## start The input

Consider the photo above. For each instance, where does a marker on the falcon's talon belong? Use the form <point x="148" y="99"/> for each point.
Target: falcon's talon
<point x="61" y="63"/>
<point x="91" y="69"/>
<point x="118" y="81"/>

## end The input

§ **Your goal**: Reproduce every line of the rows above, requests included, and increase each x and y coordinate in the answer points by 18. Keep the numbers in the requests, including the format sample, unchanged.

§ **Task output**:
Consider the photo above. For each instance, where does a marker on the falcon's talon belong? Use the form <point x="148" y="99"/> for each point.
Target: falcon's talon
<point x="79" y="81"/>
<point x="109" y="87"/>
<point x="136" y="99"/>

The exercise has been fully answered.